> [Your objective] Pull out each line from the records that includes the word "wall" and reproduce those lines in their original order.

(Coordinate annotation entries)
------------------------------

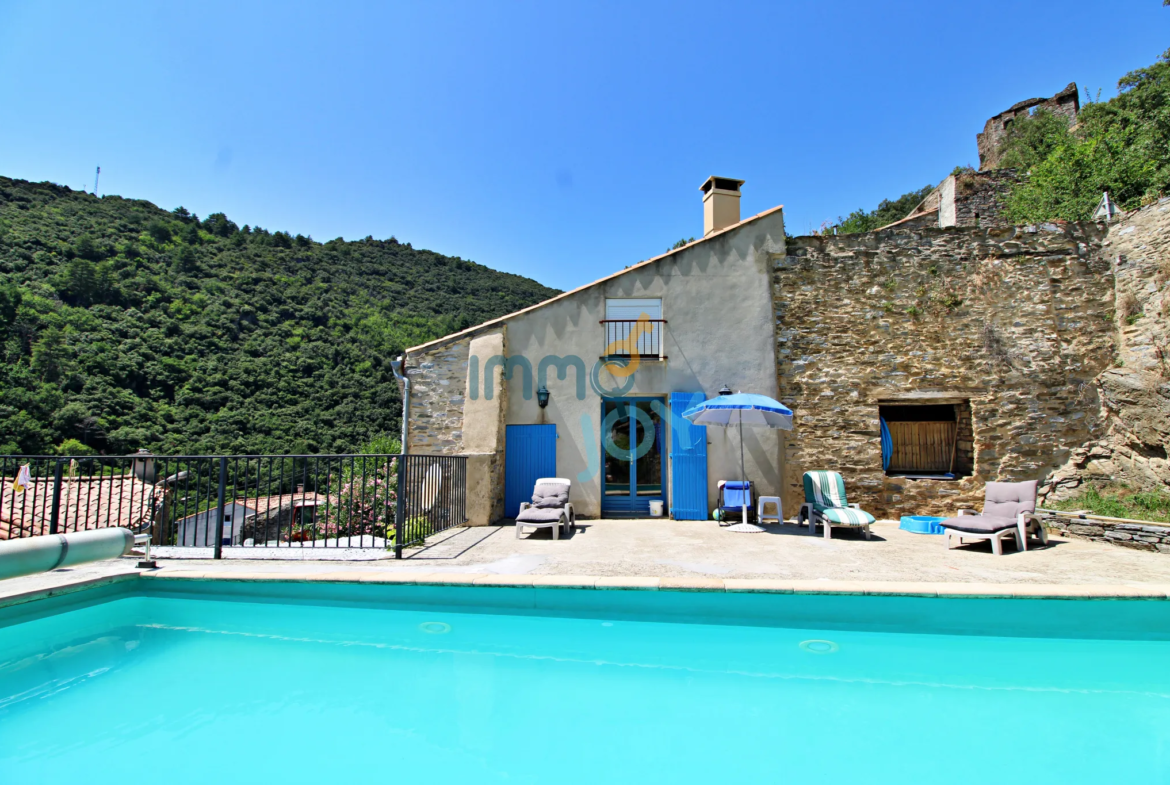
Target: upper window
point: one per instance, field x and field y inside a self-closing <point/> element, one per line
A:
<point x="633" y="326"/>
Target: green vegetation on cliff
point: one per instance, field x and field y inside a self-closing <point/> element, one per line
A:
<point x="123" y="325"/>
<point x="1121" y="145"/>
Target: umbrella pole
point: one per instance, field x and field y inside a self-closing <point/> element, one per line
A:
<point x="743" y="473"/>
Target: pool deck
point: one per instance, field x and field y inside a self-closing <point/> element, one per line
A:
<point x="682" y="556"/>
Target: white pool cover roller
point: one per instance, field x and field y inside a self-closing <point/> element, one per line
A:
<point x="32" y="555"/>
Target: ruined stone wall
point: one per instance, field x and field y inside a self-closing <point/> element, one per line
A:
<point x="1065" y="103"/>
<point x="981" y="198"/>
<point x="1014" y="321"/>
<point x="438" y="388"/>
<point x="1135" y="392"/>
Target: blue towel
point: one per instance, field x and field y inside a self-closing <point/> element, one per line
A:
<point x="736" y="495"/>
<point x="887" y="445"/>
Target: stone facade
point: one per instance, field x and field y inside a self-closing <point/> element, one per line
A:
<point x="1135" y="392"/>
<point x="1012" y="322"/>
<point x="981" y="198"/>
<point x="440" y="424"/>
<point x="1137" y="535"/>
<point x="1066" y="103"/>
<point x="967" y="199"/>
<point x="438" y="391"/>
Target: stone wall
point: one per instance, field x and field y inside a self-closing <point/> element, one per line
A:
<point x="1141" y="536"/>
<point x="981" y="198"/>
<point x="1065" y="103"/>
<point x="1135" y="392"/>
<point x="438" y="390"/>
<point x="1016" y="322"/>
<point x="447" y="420"/>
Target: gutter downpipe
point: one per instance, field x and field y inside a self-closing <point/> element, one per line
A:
<point x="399" y="369"/>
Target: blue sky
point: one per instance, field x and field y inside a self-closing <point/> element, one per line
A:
<point x="558" y="140"/>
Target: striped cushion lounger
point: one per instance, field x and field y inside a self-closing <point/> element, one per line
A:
<point x="825" y="504"/>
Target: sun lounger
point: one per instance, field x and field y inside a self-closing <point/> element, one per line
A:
<point x="1009" y="510"/>
<point x="549" y="509"/>
<point x="825" y="504"/>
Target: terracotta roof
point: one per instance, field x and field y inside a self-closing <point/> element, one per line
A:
<point x="85" y="503"/>
<point x="608" y="277"/>
<point x="265" y="503"/>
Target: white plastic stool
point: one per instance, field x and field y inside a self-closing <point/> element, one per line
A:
<point x="769" y="500"/>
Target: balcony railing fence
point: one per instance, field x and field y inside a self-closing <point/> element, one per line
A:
<point x="238" y="501"/>
<point x="633" y="338"/>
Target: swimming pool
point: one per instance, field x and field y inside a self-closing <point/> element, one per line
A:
<point x="225" y="681"/>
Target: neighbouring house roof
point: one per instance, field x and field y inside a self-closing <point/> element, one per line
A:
<point x="85" y="503"/>
<point x="280" y="501"/>
<point x="587" y="286"/>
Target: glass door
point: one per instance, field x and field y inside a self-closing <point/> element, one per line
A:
<point x="633" y="440"/>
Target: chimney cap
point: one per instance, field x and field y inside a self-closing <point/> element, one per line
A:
<point x="721" y="184"/>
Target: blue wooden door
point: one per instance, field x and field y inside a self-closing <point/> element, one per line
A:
<point x="688" y="460"/>
<point x="530" y="453"/>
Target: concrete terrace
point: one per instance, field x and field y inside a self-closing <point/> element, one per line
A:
<point x="688" y="555"/>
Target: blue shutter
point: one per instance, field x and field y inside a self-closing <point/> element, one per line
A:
<point x="688" y="460"/>
<point x="887" y="445"/>
<point x="530" y="453"/>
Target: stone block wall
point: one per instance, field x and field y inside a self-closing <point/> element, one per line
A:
<point x="981" y="198"/>
<point x="1014" y="322"/>
<point x="438" y="390"/>
<point x="1141" y="536"/>
<point x="1135" y="391"/>
<point x="1065" y="104"/>
<point x="445" y="422"/>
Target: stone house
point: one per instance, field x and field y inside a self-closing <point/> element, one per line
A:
<point x="978" y="349"/>
<point x="1066" y="103"/>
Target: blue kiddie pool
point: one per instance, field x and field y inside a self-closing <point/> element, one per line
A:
<point x="922" y="524"/>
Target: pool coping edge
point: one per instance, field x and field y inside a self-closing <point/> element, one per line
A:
<point x="724" y="585"/>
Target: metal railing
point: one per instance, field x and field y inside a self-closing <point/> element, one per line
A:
<point x="633" y="337"/>
<point x="238" y="501"/>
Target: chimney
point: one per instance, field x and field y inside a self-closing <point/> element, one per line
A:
<point x="721" y="204"/>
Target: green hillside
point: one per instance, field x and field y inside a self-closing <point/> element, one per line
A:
<point x="124" y="325"/>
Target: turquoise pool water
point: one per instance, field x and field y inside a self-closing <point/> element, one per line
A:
<point x="183" y="686"/>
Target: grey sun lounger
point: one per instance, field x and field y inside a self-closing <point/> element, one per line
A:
<point x="1009" y="510"/>
<point x="549" y="509"/>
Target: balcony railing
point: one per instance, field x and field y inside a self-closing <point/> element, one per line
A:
<point x="633" y="338"/>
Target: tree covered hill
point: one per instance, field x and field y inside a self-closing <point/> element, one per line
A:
<point x="124" y="325"/>
<point x="1121" y="145"/>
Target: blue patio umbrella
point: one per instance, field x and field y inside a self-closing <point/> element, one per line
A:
<point x="725" y="410"/>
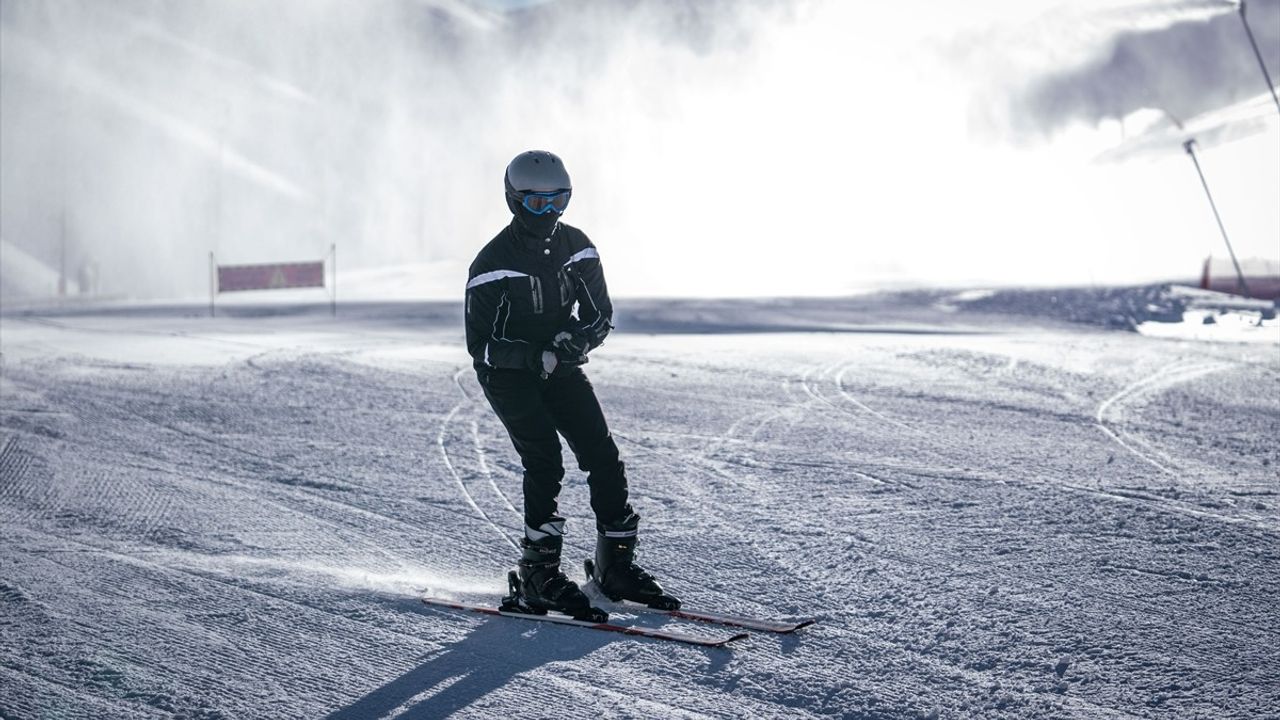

------------------------------

> [Correct response]
Target: ruined stone wall
Target: stone wall
Target: stone block wall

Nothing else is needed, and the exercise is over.